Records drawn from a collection

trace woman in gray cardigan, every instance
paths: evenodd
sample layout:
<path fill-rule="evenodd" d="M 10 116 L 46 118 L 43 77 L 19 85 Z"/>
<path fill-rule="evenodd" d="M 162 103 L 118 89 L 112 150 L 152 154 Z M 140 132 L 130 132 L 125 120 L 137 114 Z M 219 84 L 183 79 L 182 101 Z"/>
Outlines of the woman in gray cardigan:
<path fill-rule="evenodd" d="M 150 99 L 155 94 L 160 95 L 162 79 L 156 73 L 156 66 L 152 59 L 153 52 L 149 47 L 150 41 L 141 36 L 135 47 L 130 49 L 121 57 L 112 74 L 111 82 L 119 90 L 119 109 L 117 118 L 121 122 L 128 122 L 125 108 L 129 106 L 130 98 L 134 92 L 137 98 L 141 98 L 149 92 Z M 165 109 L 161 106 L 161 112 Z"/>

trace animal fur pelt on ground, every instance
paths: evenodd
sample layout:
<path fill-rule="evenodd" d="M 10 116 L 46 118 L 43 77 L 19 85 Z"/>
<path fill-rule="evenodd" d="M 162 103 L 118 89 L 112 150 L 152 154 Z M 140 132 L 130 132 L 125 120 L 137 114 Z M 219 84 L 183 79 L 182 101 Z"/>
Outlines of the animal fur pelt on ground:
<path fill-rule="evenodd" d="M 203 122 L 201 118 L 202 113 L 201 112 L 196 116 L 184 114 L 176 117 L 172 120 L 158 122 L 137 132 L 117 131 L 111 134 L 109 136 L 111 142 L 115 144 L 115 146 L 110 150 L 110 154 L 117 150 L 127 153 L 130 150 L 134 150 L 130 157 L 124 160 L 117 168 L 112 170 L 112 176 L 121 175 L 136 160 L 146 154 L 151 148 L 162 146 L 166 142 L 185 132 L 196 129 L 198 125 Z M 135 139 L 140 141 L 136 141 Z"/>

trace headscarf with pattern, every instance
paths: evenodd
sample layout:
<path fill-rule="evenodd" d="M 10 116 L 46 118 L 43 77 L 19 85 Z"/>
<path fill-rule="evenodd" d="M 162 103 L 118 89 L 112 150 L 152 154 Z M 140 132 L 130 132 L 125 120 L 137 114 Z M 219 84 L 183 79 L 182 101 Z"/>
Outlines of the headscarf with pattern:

▶ WHAT YOU WILL DO: Reproduce all of the material above word for word.

▶ WORKED SOLUTION:
trace woman in gray cardigan, every instance
paths: evenodd
sample layout:
<path fill-rule="evenodd" d="M 10 116 L 46 118 L 43 77 L 19 85 Z"/>
<path fill-rule="evenodd" d="M 162 103 L 118 89 L 112 150 L 152 154 Z M 140 132 L 130 132 L 125 120 L 137 114 Z M 219 84 L 183 79 L 182 101 Z"/>
Outlines of the woman in gray cardigan:
<path fill-rule="evenodd" d="M 150 99 L 155 94 L 160 95 L 162 79 L 156 73 L 156 66 L 152 59 L 153 52 L 149 47 L 150 41 L 141 36 L 135 47 L 130 49 L 121 57 L 112 74 L 111 82 L 119 90 L 119 109 L 117 118 L 121 122 L 128 122 L 125 108 L 129 106 L 130 98 L 134 92 L 137 98 L 141 98 L 149 92 Z M 165 109 L 161 106 L 161 112 Z"/>

trace animal fur pelt on ground, every instance
paths: evenodd
sample layout:
<path fill-rule="evenodd" d="M 10 116 L 46 118 L 43 77 L 19 85 Z"/>
<path fill-rule="evenodd" d="M 162 103 L 118 89 L 112 150 L 152 154 Z M 140 132 L 130 132 L 125 120 L 137 114 Z M 219 84 L 183 79 L 182 101 Z"/>
Outlines of the animal fur pelt on ground:
<path fill-rule="evenodd" d="M 203 122 L 201 118 L 202 113 L 201 112 L 196 116 L 184 114 L 176 117 L 172 120 L 158 122 L 137 132 L 117 131 L 111 134 L 109 136 L 111 142 L 115 144 L 115 146 L 110 150 L 110 154 L 117 150 L 127 153 L 130 150 L 134 150 L 130 157 L 124 160 L 117 168 L 112 170 L 112 176 L 121 175 L 136 160 L 146 154 L 151 148 L 162 146 L 166 142 L 185 132 L 196 129 L 198 125 Z M 135 139 L 140 141 L 136 141 Z"/>

trace headscarf with pattern, every instance
paths: evenodd
sample layout:
<path fill-rule="evenodd" d="M 10 116 L 46 118 L 43 77 L 19 85 Z"/>
<path fill-rule="evenodd" d="M 162 103 L 118 89 L 112 150 L 152 154 Z M 140 132 L 130 132 L 125 120 L 137 114 Z M 219 84 L 183 79 L 182 101 Z"/>
Outlines of the headscarf with pattern:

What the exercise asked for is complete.